Dataset items

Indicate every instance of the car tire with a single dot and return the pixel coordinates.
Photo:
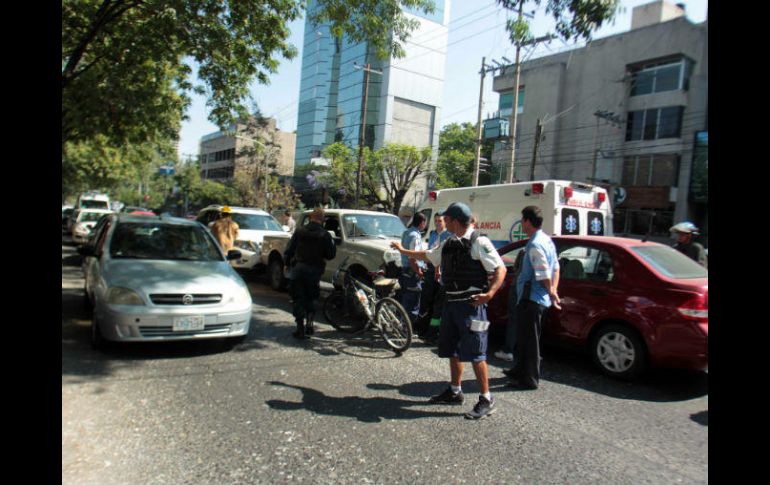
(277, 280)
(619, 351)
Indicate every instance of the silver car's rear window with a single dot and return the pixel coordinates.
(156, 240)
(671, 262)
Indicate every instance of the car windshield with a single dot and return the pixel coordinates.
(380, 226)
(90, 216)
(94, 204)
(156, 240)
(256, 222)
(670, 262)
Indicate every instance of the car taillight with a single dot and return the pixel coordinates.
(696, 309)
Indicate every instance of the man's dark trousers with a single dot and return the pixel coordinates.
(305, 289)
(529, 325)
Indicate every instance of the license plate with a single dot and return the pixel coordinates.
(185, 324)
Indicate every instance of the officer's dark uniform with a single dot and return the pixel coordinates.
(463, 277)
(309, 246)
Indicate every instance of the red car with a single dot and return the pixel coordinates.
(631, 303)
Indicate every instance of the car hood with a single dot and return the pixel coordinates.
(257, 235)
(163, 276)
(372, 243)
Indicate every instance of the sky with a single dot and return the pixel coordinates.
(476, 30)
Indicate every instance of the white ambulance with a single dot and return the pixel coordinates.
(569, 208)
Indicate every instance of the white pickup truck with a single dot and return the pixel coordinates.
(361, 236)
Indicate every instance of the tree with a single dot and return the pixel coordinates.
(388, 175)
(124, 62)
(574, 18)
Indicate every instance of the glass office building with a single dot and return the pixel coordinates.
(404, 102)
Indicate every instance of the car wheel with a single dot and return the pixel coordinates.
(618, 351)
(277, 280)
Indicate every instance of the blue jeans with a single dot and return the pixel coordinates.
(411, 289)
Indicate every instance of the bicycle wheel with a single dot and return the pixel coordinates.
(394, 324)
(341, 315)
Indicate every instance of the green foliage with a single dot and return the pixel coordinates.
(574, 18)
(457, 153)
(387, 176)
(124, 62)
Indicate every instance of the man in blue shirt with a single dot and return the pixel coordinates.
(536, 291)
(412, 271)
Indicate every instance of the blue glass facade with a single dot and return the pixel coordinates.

Work required –
Every line of the material is to be quoted exactly, with no pictures carried over.

Solution to this exercise –
Indicate every instance of the car tire with a single dot and return the pixel coordinates.
Photo:
(277, 280)
(619, 351)
Indicate every instance of the silver car's rear window with a single dot and return the pixel coordinates.
(156, 240)
(671, 262)
Indicate every instance of the car windshield with a single dot and return the pixel coordinates.
(380, 226)
(90, 216)
(94, 204)
(156, 240)
(256, 222)
(670, 262)
Indicate every instance of the car taillight with a single dot and return the pixel coordinates.
(696, 309)
Indicate every instance of the man's dark trousers with a single dot and return the pixel coordinates.
(305, 289)
(529, 325)
Indicate every instance of the license plate with a single dot and return the pixel coordinates.
(185, 324)
Indicate every instance of the officer's dark uniform with a single dot and return the pixel coordinates.
(463, 277)
(309, 246)
Indicate every instance of the red car with a single dot and return the pixel coordinates.
(631, 303)
Indicate every instance of the car hood with a single dot and return the pixel coordinates.
(257, 235)
(163, 276)
(372, 243)
Indicate every instance of the sky with a single dot and return the pixel coordinates.
(476, 30)
Indicate every instance of the white ambulance with a single dot and return the pixel coordinates.
(569, 208)
Indicate every instance of the white pickup truck with a single dot and return the pixel coordinates.
(361, 236)
Indicate every instance of the tree with a single dot and return the pixel coordinates.
(388, 175)
(124, 62)
(574, 18)
Indicate every instance of the glass office building with a single dot and return the pixel coordinates.
(404, 102)
Indicate every instance of the car wheel with a single dot and return the pixel coordinates.
(618, 351)
(277, 280)
Indicate every instance of the blue jeans with a single dot and return the pixel coordinates.
(411, 289)
Indicate every instance of the bicycle wheel with a single dot and return the pixel coordinates.
(394, 324)
(341, 315)
Indicate every instance of the green foliage with a single dot and return the pixel coordinates.
(574, 18)
(457, 153)
(387, 176)
(124, 62)
Indicate every instance of the man in blue shirt with a single dot and return the pixel coordinates.
(536, 291)
(412, 271)
Indicate every instance of the blue glass facade with a single dot and return the pixel coordinates.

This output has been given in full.